About this task> Provide the number of lines of the records that include "below", with no other content.

START Raw data

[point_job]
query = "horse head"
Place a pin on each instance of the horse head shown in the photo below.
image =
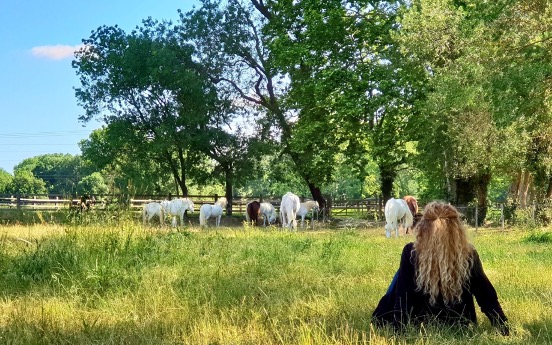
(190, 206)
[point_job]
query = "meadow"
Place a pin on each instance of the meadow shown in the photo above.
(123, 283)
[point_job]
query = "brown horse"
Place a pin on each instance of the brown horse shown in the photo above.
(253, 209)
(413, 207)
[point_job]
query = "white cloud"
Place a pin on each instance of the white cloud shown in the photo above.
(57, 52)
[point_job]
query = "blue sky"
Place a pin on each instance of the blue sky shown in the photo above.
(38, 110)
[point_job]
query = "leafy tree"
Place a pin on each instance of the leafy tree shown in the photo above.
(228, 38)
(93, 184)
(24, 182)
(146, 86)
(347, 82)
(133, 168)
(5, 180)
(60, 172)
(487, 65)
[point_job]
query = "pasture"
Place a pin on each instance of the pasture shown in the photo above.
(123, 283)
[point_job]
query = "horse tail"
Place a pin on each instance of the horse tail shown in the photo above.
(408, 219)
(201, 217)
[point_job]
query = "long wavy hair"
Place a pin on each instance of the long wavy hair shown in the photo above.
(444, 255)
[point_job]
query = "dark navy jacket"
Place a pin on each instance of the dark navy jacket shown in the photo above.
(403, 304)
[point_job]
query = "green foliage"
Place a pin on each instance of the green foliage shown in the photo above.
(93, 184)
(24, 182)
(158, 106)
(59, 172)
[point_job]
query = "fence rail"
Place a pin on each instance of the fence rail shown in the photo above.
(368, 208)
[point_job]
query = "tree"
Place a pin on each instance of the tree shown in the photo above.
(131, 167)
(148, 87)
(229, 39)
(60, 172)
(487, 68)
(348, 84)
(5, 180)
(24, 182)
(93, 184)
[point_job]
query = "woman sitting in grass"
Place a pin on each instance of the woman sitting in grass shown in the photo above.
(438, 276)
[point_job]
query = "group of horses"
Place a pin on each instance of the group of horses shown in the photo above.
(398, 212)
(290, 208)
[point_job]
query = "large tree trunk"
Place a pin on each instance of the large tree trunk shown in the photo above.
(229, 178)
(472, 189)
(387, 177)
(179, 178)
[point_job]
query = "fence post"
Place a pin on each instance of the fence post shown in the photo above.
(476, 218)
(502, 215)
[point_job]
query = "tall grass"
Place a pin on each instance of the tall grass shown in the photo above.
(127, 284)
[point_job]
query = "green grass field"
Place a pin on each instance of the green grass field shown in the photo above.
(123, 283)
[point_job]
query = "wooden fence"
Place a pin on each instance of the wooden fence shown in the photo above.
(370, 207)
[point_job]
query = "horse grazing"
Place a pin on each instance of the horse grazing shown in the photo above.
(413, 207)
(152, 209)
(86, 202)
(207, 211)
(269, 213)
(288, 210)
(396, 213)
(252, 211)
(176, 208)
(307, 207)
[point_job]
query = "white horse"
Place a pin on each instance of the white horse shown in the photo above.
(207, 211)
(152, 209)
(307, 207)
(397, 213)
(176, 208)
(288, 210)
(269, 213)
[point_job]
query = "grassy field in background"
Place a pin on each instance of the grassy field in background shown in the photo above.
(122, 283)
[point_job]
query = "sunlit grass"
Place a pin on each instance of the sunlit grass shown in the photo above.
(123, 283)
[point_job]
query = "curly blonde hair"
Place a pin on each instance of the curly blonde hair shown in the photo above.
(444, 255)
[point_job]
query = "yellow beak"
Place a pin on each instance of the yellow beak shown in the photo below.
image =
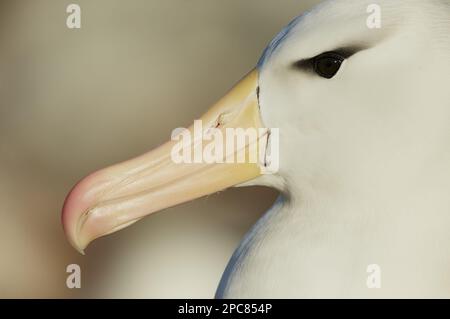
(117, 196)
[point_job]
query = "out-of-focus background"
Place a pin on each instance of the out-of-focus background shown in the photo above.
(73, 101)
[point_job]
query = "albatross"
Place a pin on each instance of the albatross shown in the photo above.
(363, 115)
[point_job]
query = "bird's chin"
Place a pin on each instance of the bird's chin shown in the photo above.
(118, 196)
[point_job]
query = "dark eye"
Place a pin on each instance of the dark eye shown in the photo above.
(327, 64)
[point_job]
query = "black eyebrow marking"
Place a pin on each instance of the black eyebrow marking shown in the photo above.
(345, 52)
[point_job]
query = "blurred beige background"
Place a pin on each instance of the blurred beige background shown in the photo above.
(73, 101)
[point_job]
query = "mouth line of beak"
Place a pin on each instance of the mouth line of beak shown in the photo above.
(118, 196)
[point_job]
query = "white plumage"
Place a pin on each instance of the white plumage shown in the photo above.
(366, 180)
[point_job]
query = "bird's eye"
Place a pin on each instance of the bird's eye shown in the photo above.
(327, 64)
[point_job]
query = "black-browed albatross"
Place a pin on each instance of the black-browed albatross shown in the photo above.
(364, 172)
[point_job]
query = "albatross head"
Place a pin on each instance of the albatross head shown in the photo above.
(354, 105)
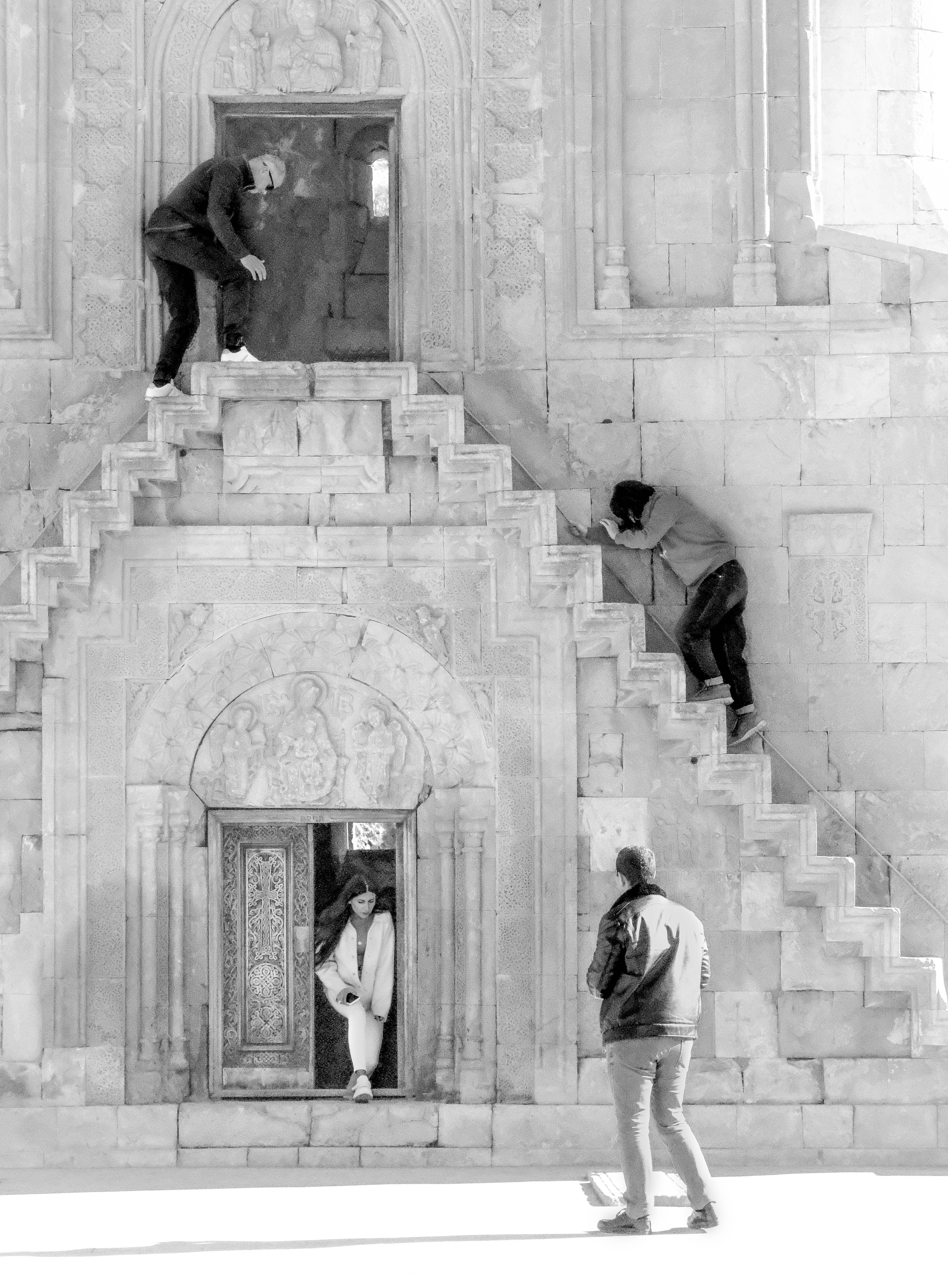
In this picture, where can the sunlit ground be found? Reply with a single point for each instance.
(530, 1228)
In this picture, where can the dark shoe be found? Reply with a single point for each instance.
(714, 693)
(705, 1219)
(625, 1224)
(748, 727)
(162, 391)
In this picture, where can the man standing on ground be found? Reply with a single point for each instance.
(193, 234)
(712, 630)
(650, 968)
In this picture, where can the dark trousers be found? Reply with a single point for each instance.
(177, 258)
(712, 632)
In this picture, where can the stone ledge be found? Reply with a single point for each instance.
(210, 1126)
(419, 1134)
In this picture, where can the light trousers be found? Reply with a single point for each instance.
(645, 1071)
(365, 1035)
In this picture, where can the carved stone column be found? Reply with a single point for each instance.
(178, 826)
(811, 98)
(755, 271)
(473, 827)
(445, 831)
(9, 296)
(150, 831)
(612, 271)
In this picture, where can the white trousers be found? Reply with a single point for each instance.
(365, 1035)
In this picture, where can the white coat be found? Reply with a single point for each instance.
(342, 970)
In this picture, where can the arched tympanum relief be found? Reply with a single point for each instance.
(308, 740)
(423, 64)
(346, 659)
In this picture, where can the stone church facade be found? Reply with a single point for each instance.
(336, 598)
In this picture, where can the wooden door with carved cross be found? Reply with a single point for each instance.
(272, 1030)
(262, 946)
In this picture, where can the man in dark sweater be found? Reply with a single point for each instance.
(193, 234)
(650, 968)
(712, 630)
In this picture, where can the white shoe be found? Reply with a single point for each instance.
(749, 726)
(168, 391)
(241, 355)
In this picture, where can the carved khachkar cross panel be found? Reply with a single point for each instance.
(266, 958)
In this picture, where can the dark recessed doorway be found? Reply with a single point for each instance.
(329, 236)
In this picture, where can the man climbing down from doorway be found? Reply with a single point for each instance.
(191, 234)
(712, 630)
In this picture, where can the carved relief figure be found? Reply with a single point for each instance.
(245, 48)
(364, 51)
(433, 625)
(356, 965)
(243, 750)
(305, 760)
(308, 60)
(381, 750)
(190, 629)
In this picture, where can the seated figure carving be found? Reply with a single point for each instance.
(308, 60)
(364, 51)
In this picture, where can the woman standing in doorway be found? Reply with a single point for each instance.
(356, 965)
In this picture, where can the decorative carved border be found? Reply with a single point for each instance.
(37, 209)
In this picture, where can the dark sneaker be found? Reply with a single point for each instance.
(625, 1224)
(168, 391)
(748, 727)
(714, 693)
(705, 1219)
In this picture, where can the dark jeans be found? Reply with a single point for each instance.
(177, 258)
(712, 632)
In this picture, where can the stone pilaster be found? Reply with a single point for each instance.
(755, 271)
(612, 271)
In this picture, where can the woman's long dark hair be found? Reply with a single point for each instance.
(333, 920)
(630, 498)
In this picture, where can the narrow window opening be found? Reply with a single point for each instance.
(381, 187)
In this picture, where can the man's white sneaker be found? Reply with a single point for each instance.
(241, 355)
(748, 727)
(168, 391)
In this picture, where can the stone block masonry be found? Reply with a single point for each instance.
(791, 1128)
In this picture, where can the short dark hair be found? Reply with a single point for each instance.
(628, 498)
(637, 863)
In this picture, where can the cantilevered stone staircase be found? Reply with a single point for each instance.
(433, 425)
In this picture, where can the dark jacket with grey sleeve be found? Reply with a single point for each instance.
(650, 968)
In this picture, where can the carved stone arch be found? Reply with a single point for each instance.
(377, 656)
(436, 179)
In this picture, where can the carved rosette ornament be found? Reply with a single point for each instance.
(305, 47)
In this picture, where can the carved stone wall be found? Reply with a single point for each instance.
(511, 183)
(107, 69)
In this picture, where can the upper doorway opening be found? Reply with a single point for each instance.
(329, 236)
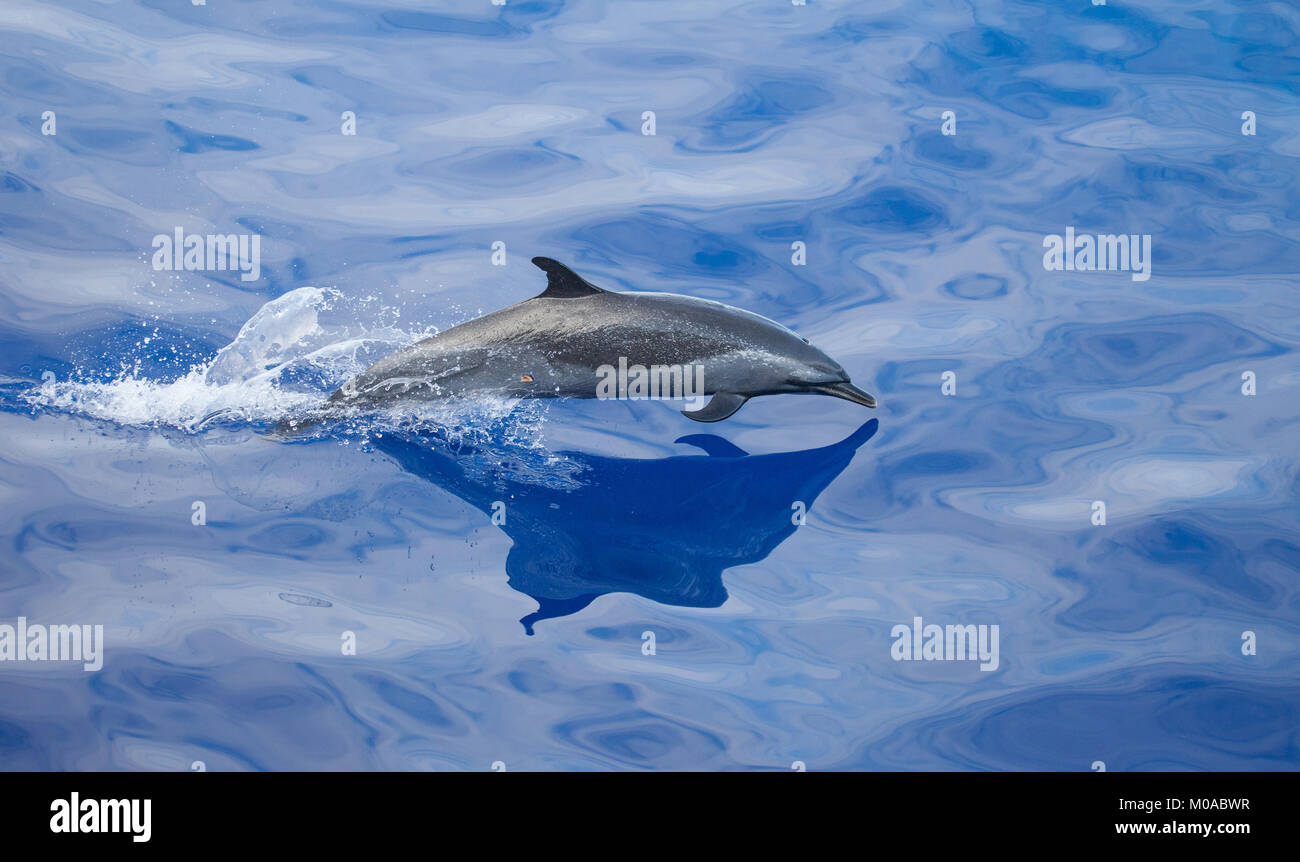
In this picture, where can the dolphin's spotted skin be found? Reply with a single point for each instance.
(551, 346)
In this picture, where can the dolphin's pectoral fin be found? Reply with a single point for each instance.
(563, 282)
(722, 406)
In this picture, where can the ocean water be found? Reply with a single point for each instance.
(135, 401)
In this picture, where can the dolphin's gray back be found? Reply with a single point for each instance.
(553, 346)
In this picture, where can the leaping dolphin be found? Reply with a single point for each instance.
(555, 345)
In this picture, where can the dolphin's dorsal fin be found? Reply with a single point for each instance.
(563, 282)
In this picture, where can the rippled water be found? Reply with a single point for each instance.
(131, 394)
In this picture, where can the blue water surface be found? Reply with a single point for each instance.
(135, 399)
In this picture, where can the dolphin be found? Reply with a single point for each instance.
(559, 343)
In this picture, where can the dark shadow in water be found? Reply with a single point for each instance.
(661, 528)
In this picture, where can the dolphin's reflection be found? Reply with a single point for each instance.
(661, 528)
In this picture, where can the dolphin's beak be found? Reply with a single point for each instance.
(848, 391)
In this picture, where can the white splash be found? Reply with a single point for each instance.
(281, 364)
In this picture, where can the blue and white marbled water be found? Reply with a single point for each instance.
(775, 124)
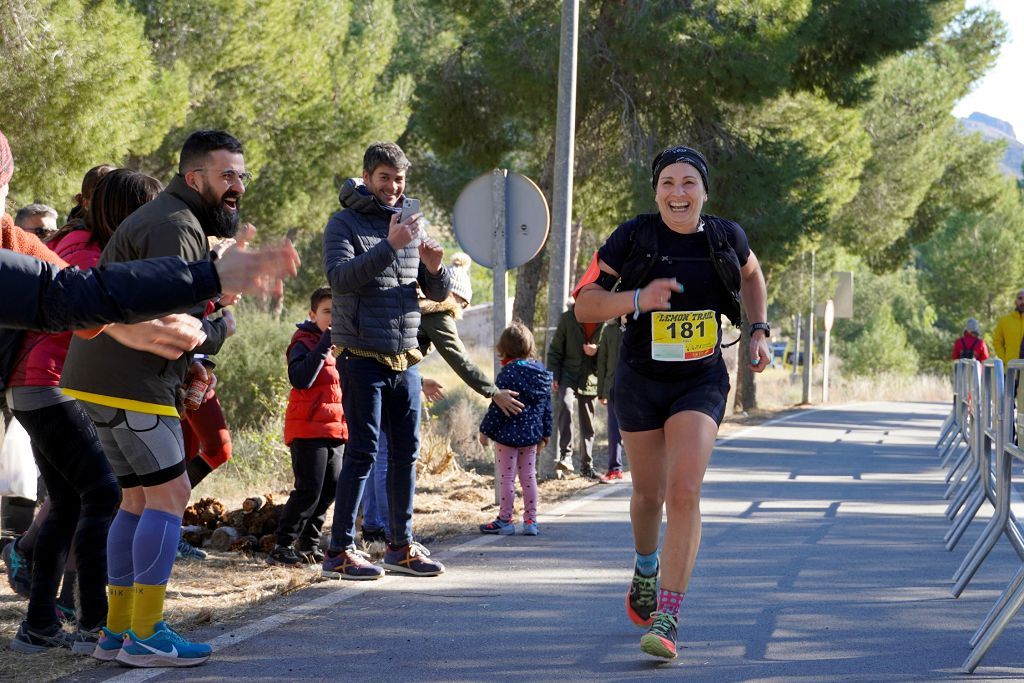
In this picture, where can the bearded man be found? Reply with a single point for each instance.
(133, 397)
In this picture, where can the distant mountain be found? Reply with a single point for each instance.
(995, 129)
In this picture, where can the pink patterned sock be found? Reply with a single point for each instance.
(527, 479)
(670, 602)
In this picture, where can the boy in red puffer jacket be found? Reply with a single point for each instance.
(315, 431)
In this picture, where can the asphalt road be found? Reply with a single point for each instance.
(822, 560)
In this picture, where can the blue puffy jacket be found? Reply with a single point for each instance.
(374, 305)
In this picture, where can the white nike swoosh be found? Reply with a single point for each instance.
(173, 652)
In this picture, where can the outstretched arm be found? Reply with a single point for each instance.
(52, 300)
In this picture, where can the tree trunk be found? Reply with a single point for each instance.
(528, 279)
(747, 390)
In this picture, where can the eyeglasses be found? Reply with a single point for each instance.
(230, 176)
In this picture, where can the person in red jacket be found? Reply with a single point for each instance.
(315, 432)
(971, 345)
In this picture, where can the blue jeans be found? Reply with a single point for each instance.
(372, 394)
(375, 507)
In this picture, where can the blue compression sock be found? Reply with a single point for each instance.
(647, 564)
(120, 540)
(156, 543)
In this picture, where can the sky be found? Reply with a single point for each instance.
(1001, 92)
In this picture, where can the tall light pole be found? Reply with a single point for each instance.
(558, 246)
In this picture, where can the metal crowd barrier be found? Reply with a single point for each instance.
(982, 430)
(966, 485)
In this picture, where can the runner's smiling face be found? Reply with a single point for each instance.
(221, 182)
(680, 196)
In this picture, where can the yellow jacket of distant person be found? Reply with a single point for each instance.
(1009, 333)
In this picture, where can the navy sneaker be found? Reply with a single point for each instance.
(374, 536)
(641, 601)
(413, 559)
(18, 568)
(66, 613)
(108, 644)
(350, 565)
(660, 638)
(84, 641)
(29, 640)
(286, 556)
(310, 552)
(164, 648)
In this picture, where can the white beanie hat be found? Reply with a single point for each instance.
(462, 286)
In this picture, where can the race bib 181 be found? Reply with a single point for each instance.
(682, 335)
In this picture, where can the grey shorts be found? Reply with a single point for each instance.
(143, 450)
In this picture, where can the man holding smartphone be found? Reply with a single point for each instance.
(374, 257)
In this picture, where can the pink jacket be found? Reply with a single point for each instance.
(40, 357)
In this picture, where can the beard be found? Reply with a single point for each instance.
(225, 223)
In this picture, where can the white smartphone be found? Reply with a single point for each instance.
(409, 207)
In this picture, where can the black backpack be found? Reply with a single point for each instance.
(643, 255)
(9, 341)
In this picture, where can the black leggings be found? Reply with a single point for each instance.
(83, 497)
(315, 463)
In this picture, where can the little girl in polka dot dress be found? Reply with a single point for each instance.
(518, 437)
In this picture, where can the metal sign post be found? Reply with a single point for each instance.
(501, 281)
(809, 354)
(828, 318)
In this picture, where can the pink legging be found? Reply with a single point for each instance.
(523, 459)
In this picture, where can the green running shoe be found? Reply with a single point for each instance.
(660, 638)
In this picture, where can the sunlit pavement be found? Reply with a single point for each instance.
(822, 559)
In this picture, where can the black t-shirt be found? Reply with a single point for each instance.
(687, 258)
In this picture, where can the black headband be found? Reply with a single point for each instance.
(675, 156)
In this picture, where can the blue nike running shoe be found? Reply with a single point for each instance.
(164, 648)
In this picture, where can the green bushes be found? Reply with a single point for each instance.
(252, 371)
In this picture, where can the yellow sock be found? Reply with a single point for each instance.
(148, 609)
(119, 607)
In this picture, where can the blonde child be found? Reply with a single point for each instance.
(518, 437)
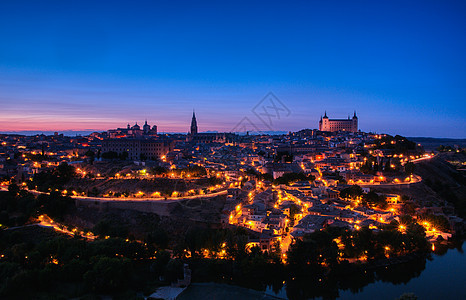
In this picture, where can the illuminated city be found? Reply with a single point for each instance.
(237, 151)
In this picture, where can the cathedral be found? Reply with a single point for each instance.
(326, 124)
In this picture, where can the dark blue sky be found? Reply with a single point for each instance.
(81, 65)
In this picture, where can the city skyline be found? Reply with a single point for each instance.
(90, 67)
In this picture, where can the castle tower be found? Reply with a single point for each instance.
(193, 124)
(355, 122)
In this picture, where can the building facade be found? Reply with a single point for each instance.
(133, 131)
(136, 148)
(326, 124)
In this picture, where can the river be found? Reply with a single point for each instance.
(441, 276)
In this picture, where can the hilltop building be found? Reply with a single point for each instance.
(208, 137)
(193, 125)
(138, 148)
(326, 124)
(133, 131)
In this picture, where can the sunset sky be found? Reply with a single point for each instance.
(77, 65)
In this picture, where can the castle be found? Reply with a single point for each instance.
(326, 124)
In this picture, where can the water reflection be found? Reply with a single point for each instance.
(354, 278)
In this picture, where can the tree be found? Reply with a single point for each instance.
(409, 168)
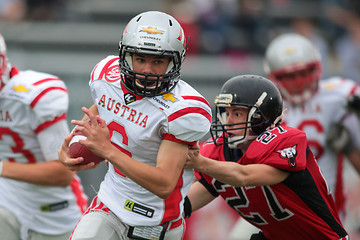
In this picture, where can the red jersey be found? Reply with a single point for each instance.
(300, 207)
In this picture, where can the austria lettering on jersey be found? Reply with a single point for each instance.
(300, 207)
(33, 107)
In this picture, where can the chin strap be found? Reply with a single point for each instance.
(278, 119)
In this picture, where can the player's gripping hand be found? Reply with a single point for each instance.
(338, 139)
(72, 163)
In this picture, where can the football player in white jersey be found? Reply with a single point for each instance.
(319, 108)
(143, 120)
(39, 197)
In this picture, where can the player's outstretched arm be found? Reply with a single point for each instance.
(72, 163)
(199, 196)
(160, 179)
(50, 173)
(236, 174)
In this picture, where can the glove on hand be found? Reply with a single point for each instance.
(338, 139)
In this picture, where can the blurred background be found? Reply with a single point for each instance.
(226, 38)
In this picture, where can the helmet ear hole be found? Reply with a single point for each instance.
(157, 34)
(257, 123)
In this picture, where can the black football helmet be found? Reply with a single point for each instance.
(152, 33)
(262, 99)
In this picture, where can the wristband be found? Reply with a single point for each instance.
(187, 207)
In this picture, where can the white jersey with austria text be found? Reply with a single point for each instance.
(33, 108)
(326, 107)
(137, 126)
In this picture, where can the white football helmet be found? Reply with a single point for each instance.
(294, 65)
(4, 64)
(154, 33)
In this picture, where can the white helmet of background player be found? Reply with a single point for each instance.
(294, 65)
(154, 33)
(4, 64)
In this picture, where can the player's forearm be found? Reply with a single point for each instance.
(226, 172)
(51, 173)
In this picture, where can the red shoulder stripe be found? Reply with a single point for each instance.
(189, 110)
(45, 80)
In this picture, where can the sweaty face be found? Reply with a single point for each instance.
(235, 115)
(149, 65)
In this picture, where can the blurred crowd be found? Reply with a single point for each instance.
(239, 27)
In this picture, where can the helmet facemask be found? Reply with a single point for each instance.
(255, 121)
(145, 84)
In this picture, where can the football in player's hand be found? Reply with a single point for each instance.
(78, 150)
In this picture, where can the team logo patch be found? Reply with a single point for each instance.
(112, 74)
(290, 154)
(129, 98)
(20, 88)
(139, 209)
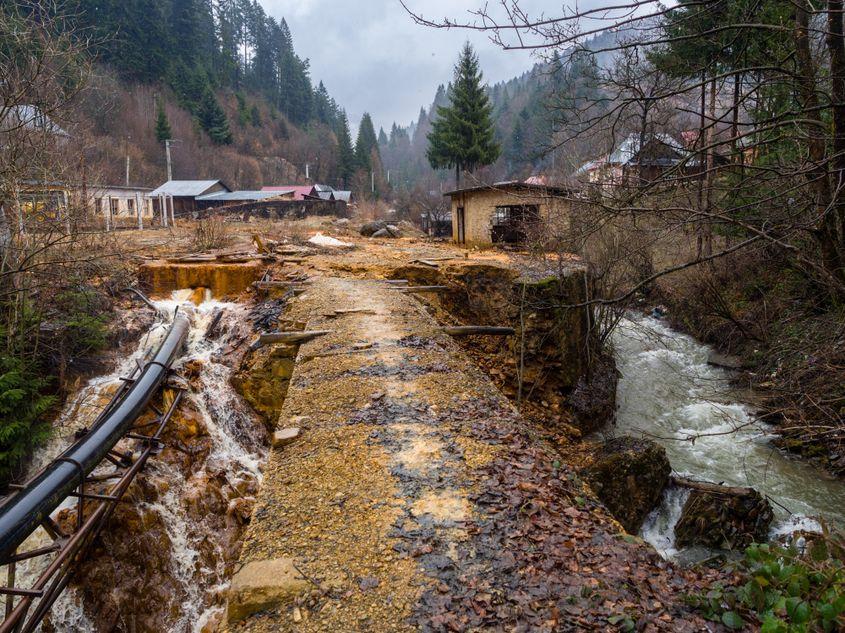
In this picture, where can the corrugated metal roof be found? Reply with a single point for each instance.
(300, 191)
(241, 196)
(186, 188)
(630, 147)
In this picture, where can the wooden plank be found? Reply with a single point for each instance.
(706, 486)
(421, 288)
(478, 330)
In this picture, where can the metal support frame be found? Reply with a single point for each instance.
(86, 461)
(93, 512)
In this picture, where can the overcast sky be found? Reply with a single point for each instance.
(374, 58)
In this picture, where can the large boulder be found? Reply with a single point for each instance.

END Raw data

Solved exercise> 2